EXERCISE: Rewrite the lines from the one containing "the child's shoe" through the one containing "[[51, 205]]", inclusive, and give only those lines. Leave all other text as it is, but multiply every x and y coordinate in the answers by 0.65 and round to whole numbers, with halves rounded up.

[Stored records]
* Begin *

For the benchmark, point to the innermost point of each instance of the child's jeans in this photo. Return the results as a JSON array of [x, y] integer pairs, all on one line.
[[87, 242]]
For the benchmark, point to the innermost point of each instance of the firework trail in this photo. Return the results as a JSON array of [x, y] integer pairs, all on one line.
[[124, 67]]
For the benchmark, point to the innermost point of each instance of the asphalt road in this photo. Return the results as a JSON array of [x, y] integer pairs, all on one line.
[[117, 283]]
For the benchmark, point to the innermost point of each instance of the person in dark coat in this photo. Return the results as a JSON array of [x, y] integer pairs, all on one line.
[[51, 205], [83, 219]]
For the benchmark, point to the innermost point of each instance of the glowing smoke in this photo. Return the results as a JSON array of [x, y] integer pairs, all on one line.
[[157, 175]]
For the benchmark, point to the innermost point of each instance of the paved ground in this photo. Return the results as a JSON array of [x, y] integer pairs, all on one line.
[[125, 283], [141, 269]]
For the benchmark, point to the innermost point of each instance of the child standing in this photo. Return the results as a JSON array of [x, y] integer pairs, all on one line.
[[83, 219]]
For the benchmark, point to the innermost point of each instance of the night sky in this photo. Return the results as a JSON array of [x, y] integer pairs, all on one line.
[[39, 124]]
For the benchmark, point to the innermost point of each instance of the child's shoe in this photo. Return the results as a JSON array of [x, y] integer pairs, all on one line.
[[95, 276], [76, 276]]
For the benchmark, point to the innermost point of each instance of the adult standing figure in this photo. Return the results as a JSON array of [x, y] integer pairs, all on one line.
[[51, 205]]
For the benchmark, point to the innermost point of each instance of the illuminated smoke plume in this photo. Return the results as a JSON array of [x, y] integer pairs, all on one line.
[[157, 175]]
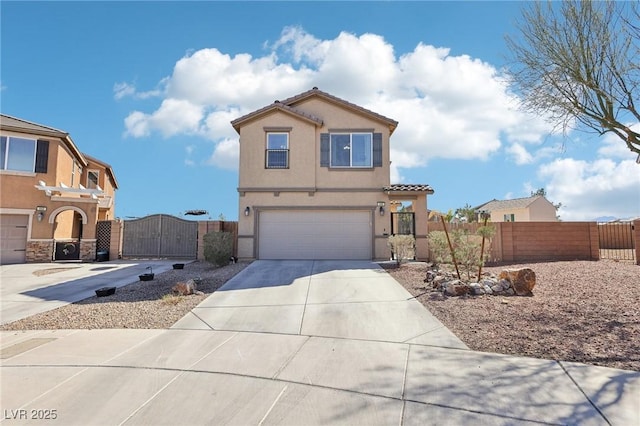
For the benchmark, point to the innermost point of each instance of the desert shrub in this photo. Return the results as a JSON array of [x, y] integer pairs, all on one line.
[[466, 247], [218, 247], [439, 248], [467, 250], [403, 246]]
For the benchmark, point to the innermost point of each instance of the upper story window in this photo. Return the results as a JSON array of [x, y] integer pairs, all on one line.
[[277, 153], [93, 177], [76, 169], [17, 154], [351, 150]]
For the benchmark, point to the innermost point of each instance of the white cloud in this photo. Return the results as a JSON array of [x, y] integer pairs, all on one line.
[[225, 155], [188, 161], [614, 147], [124, 89], [588, 190], [453, 107], [520, 154]]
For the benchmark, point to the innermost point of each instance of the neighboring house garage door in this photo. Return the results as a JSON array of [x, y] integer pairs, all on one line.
[[321, 234], [13, 238]]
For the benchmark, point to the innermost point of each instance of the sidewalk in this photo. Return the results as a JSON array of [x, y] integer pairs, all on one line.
[[326, 368]]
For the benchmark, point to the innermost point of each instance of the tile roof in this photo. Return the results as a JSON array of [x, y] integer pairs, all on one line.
[[279, 106], [19, 125], [12, 123], [288, 105], [516, 203], [317, 92], [409, 188]]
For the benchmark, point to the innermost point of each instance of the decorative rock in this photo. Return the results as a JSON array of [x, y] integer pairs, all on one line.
[[457, 288], [522, 280], [477, 289], [185, 289]]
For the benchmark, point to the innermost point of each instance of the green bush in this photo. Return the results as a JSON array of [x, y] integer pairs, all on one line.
[[402, 246], [218, 247], [439, 252]]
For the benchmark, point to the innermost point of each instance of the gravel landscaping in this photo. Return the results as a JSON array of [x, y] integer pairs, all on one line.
[[148, 304], [580, 311]]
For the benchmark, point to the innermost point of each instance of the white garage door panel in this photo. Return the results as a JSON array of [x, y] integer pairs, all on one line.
[[13, 238], [315, 235]]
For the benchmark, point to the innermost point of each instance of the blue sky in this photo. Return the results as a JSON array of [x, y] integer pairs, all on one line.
[[150, 88]]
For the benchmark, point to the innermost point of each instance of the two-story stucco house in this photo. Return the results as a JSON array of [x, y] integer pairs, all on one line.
[[314, 182], [51, 194], [528, 209]]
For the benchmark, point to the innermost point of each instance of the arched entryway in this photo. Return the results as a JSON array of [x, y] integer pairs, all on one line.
[[68, 226]]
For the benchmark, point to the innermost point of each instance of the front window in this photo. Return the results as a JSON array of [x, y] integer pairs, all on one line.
[[92, 179], [277, 151], [18, 154], [75, 170], [351, 150]]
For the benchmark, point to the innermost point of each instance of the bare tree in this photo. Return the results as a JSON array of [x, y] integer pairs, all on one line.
[[578, 62]]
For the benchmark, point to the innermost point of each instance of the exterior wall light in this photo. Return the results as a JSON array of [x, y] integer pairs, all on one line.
[[41, 210]]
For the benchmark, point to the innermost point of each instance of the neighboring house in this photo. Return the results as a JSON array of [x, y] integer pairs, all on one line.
[[529, 209], [314, 182], [51, 194]]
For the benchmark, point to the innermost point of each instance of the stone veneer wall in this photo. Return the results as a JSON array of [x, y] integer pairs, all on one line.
[[39, 251], [88, 250]]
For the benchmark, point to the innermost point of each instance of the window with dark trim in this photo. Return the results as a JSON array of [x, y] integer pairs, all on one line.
[[351, 150], [93, 177], [277, 152], [18, 154]]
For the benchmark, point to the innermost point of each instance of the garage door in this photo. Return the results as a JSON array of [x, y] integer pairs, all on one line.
[[315, 235], [13, 238]]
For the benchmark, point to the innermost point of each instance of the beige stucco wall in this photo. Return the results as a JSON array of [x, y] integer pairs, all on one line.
[[304, 151], [539, 210], [521, 215], [308, 185], [17, 191], [107, 186], [542, 210]]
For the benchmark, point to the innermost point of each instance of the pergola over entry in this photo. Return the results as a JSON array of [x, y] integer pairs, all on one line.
[[416, 194]]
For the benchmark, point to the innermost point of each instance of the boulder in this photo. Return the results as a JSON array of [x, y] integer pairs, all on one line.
[[522, 280]]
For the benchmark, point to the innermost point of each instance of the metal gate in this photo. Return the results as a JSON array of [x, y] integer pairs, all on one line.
[[403, 223], [160, 236], [617, 241]]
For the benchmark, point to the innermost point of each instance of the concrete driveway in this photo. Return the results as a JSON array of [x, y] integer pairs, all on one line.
[[31, 288], [301, 343], [342, 299]]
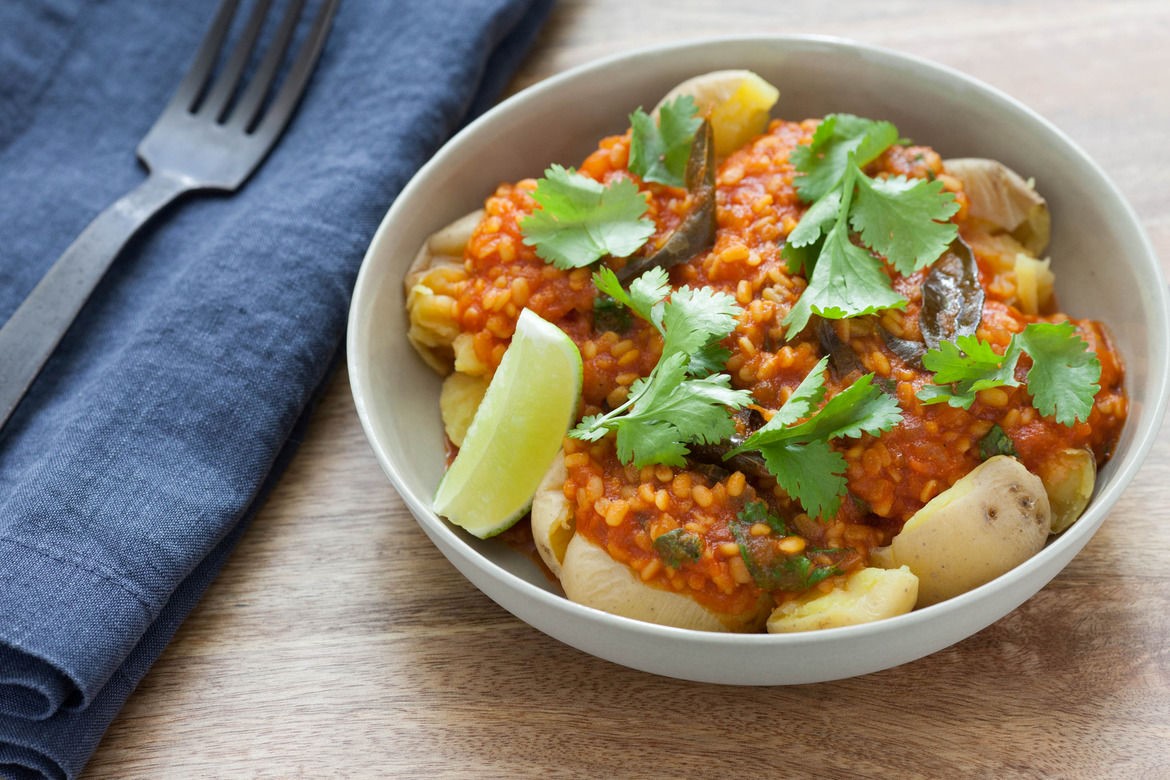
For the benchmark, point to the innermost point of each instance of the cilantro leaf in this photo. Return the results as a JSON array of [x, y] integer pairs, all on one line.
[[798, 454], [1062, 379], [817, 220], [693, 316], [810, 471], [846, 282], [580, 220], [1065, 372], [679, 546], [770, 567], [897, 219], [681, 401], [645, 296], [965, 366], [660, 152], [903, 220], [825, 159], [996, 442]]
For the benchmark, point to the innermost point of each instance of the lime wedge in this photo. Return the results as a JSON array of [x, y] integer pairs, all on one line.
[[516, 432], [737, 103]]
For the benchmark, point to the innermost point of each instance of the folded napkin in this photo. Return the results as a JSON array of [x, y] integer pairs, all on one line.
[[128, 473]]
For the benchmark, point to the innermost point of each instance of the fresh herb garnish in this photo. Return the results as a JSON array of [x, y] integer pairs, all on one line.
[[798, 454], [679, 546], [659, 152], [608, 315], [1062, 380], [582, 220], [996, 442], [681, 401], [901, 219], [770, 567]]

* End *

OUTPUT:
For the benchmark, point to the innermost point of each instance of the child's shoe in this photo. Return the results as a JSON array of [x, y] integer pairs, all on one line.
[[62, 179], [49, 179]]
For the benchmark, point to the innermost point of each instance of the adult standing figure in this photo. Return the results as a JSON array of [x, y] integer pairs, all on one line.
[[33, 133]]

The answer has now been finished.